■ Directions:
Which lines in the material below contain the string "ground"? Pick out every one of them.

■ Given data:
● ● ●

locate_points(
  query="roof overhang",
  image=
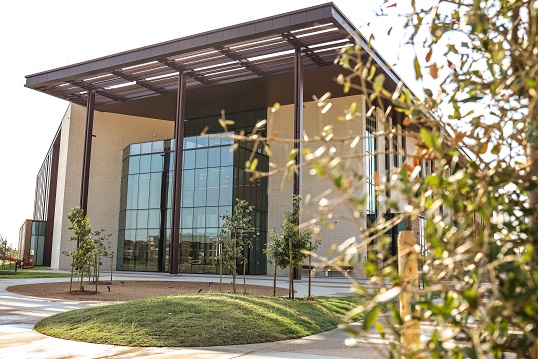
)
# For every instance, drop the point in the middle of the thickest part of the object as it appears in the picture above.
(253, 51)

● ● ●

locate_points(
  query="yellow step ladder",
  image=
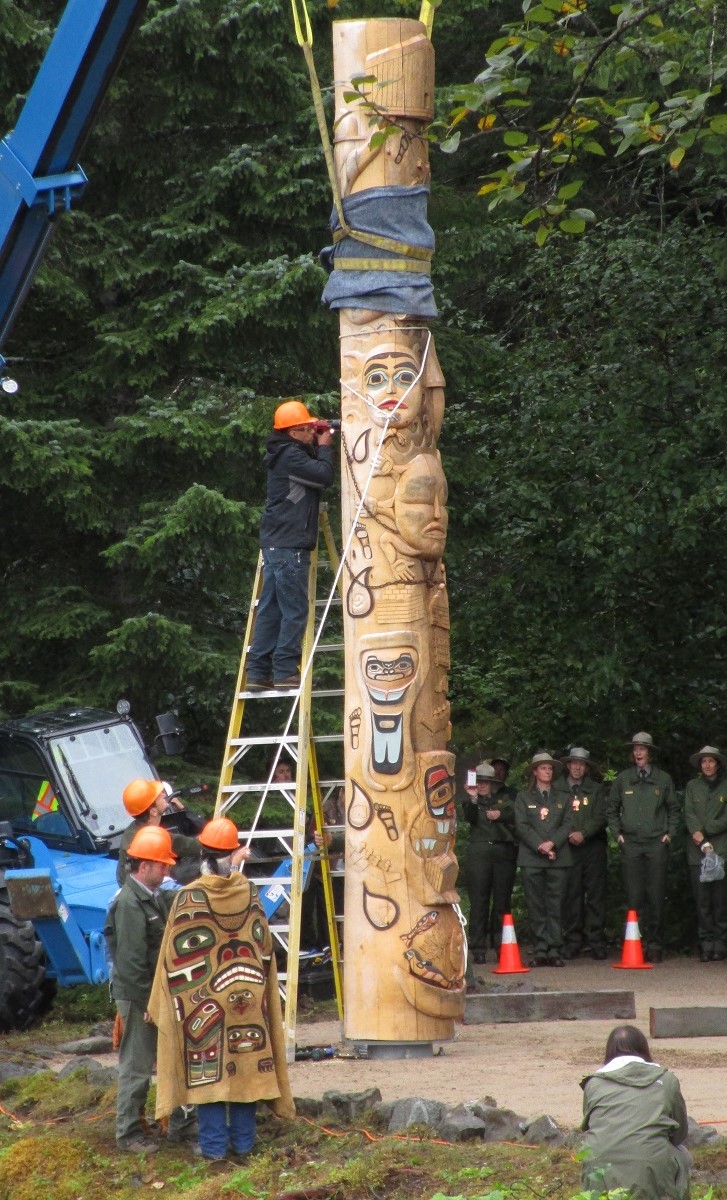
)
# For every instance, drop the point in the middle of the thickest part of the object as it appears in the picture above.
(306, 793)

● ● ●

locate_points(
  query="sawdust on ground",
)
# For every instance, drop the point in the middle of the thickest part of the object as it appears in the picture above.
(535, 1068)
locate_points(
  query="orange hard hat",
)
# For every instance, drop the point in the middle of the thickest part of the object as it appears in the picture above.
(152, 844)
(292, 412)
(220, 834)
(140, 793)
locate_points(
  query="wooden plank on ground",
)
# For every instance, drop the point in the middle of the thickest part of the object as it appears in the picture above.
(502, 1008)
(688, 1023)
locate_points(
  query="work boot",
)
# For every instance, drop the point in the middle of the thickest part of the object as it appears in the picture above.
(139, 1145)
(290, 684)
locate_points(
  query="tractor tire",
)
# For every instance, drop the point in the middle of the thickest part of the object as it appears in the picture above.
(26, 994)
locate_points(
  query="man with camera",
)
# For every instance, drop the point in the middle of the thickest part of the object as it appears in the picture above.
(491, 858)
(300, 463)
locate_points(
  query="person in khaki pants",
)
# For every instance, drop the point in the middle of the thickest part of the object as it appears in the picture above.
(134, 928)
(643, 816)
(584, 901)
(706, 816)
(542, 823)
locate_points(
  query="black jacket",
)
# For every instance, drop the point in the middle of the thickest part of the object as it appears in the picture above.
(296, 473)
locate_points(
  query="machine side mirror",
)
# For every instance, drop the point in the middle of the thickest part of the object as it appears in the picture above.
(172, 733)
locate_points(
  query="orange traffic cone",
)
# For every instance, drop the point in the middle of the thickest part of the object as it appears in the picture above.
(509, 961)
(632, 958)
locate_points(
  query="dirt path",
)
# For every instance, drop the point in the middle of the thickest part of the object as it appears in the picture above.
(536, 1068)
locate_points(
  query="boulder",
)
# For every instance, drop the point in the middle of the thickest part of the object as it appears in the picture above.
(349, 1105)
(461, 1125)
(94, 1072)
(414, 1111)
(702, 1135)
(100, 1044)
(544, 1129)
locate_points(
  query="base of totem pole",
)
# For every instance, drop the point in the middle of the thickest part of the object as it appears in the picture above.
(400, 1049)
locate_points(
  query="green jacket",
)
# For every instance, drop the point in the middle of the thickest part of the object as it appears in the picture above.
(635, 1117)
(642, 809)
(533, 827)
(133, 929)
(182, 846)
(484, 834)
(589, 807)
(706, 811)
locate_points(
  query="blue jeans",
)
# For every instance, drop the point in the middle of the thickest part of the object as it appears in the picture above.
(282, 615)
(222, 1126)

● ● ●

■ Solution:
  query="sawdust on ground",
  query="wooden plank on ground",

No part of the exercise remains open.